What needs to be done>
Recast the material as a JSON list of strings, one string per line and no blank lines, starting at the line that contains "Practice step: locate the door" and ending with the last line of the material.

[Items from a data source]
----------------------------------------

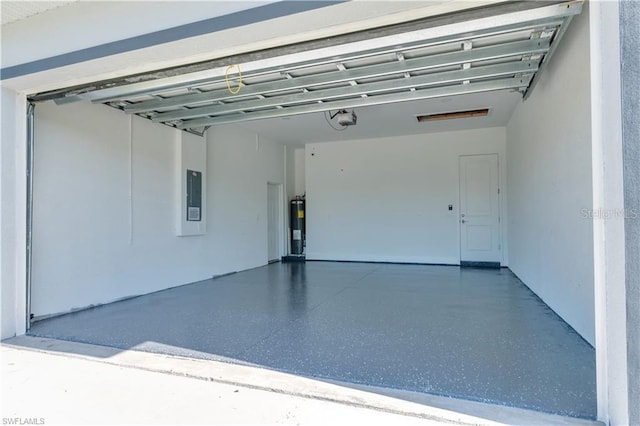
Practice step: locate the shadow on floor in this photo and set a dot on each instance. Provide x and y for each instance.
(475, 334)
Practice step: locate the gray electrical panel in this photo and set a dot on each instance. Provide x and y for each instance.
(194, 196)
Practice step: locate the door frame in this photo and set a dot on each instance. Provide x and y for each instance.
(501, 215)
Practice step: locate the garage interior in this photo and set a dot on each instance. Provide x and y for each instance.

----------------------------------------

Written response>
[
  "Practice step: locate the door frame in this photo and set a dot on each instance. Provide x and y for each instance.",
  "(501, 215)",
  "Practice step: locate the garage interior in this photo and set a dot on each instance. Provide x and y for each instance."
]